# Records to use start

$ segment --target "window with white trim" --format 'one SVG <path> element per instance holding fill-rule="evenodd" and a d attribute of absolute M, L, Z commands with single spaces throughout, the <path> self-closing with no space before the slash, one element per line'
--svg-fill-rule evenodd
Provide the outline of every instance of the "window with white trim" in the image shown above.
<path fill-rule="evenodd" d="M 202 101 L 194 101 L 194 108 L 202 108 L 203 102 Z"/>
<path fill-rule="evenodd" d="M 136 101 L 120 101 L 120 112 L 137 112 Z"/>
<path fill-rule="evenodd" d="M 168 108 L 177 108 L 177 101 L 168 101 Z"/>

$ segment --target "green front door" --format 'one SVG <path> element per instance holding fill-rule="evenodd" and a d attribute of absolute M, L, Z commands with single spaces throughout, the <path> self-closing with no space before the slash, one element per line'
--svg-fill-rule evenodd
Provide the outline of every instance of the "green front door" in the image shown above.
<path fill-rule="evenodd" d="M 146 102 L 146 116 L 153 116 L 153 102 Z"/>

# Records to use end

:: What to produce ::
Reproduce all of the lines above, requests included, and offset every coordinate in the answers by adding 10 to it.

:: Exercise response ::
$ segment --target "window with white trim" --format 'one SVG <path> element per instance holding fill-rule="evenodd" and a d attribute of absolute M, L, Z commands with single spaces throughout, the <path> self-closing with no space before the slash, one element per line'
--svg-fill-rule evenodd
Provide the outline of every instance of the "window with white trim" in the image shown above.
<path fill-rule="evenodd" d="M 212 111 L 204 111 L 204 118 L 212 118 L 213 112 Z"/>
<path fill-rule="evenodd" d="M 146 111 L 130 111 L 130 122 L 147 122 Z"/>
<path fill-rule="evenodd" d="M 178 118 L 187 118 L 187 111 L 178 111 Z"/>

$ segment --target "green front door" --format 'one SVG <path> element per instance holding fill-rule="evenodd" and a d attribute of absolute M, L, Z commands with single spaces throughout, the <path> self-closing with no space before the slash, one element per line'
--svg-fill-rule evenodd
Provide the outline of every instance of the "green front door" in the image shown above.
<path fill-rule="evenodd" d="M 156 112 L 156 126 L 163 126 L 163 112 Z"/>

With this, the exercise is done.